**DOCUMENT SEGMENT**
Med Center Bank v. Fleetwood

JONES, Justice,

dissenting.

As an appellate court, it is not our task to weigh evidence or balance equities anew, but only to ensure that the jury and trial court exercised those functions within certain broad limits of reasonableness and discretion. Because I believe the majority has strayed from this principle, I respectfully dissent.

The present case is superficially complex, but internally straightforward. Center Hill Joint Venture (“the joint venture”) owned a 25-acre tract of land, considered by the owners as three tracts, designated “A,” “B,” and “C.” A shopping center was constructed on Tract “C,” which comprised about half of the twenty-five acres and which was located in the middle of the property, effectively separating Tracts “A” and “B.” M.D. Fleetwood, appellee, sold his interest in the joint venture to the other venturers, after which he owned no interest in Tract “C” other than a deed-of-trust lien on all twenty-five acres as security for $1,391,000 the joint venture owed him as part of the purchase price for his interest in the joint venture. As another part of the bargained-for consideration for the sale *289of his interest in the joint venture, Fleet-wood was granted a 55% interest in a long-term lease to Tracts “A” and “B,” which Fleetwood and the joint venture hoped to develop later. Although filed of record before the deed of trust, the lease contained a provision subordinating the lease to Fleetwood’s deed-of-trust lien. Fleet-wood testified that he structured the transaction so that if it became necessary for him to foreclose on his superior lien, he could exercise his options in such a way as to “protect” his interest in the inferior lease.

Subsequently, the joint venture obtained a loan from Med Center Bank (“Med Center”), appellant, which was used to pay off the joint venture’s debt to Fleetwood. Without Fleetwood’s knowledge, the joint venture gave Med Center a deed-of-trust lien on Tract “A,” a substantial portion of the leased property, as well as Tract “C,” the shopping-center tract. Med Center was not aware at that time that the lease covering Tract “A” was junior to Fleetwood’s deed-of-trust lien. Obviously, therefore, Med Center had no expectation that its newly acquired deed-of-trust lien would or could be senior to the lease on Tract “A.” It is not surprising, then, that neither Med Center nor the remaining venturers informed Fleetwood that the Bank intended to be subrogated to Fleetwood’s superior lien position as to Tract “A.” Med Center had no such intention. Nor is it surprising that neither Med Center nor the joint venture asked Fleetwood for an assignment of his deed-of-trust lien. Instead, Fleetwood was asked for and gave a “full release” of that lien. Fleetwood believed his superior lien was being completely extinguished.

**PROVIDED DATA**
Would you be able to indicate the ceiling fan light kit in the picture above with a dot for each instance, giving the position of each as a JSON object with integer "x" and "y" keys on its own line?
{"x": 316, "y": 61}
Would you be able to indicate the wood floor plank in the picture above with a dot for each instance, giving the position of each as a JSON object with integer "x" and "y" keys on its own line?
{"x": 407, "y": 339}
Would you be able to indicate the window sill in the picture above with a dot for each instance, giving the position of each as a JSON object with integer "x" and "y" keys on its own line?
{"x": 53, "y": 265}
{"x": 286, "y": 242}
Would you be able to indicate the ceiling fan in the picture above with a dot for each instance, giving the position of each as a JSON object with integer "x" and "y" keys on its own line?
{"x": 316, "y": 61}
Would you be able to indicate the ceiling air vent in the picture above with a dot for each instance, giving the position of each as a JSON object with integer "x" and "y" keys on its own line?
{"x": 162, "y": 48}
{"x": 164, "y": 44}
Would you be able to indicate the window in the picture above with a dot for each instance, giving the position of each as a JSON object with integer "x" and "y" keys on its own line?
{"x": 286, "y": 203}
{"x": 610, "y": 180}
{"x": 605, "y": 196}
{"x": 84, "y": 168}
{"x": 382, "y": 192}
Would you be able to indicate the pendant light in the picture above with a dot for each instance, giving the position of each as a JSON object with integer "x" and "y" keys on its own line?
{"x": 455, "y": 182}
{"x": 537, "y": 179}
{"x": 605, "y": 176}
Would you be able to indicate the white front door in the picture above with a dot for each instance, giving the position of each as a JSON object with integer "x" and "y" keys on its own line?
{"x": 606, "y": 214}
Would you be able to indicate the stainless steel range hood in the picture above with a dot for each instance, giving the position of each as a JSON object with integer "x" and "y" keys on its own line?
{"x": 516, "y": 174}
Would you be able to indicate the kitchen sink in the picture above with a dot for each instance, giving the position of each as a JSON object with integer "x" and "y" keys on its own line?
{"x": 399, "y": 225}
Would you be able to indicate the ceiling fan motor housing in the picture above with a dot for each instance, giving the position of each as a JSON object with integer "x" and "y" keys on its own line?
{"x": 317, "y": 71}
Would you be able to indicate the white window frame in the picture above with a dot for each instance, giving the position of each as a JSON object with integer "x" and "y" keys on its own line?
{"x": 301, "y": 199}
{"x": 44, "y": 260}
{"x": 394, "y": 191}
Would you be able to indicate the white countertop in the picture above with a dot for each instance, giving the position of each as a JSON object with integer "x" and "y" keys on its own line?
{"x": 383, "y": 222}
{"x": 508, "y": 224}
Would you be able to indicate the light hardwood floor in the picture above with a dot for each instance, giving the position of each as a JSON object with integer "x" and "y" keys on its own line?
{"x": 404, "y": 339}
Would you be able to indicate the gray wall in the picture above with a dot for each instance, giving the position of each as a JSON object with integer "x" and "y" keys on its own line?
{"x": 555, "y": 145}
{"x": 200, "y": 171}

**STATED TASK A**
Which letter designations does the Med Center Bank v. Fleetwood dissent give to the tracts that made up the 25-acre property?
**STATED TASK B**
Print the Med Center Bank v. Fleetwood dissent from "As an appellate" to "I respectfully dissent.".
**STATED TASK C**
Continue the Med Center Bank v. Fleetwood dissent from the point where it stops.

**WRITTEN ANSWER A**
"A," "B," and "C."

**WRITTEN ANSWER B**
As an appellate court, it is not our task to weigh evidence or balance equities anew, but only to ensure that the jury and trial court exercised those functions within certain broad limits of reasonableness and discretion. Because I believe the majority has strayed from this principle, I respectfully dissent.

**WRITTEN ANSWER C**
The joint venture subsequently defaulted on the Med Center loan, and Med Center foreclosed its lien. In so doing, Med Center did not foreclose on Tract “C,” in which Fleetwood owned no interest; rather, it foreclosed on Tract “A.” When Med Center learned that the lease included a provision subordinating it to Fleetwood’s lien, it took the position that it should be subro-gated to Fleetwood’s previous superior lien position, thus resulting in an extinguishment of the inferior lease. Fleetwood filed this suit to prevent Med Center from accomplishing that purpose.

HOLDING OF FLEETWOOD I

The trial court initially granted summary judgment in favor of Med Center. On appeal, we reversed the summary judgment and remanded the cause for trial on the merits. See Fleetwood v. Med Center Bank, 786 S.W.2d 550 (Tex.App.—Austin 1990, writ denied) (“Fleetwood I”). As we stated in Fleetwood I, the principle of sub-rogation in the present context is that

[o]ne who advances money to pay off an incumbrance on realty at the instance of either the owner of the property or the holder of the incumbrance, either on the express understanding, or under circumstances from which an understanding will be implied, that the advance made is to be secured by a first lien on the property ... will be subrogated to the rights of the prior incumbrancer under the security held by him, unless the superior or equal equities of others would be prejudiced thereby ....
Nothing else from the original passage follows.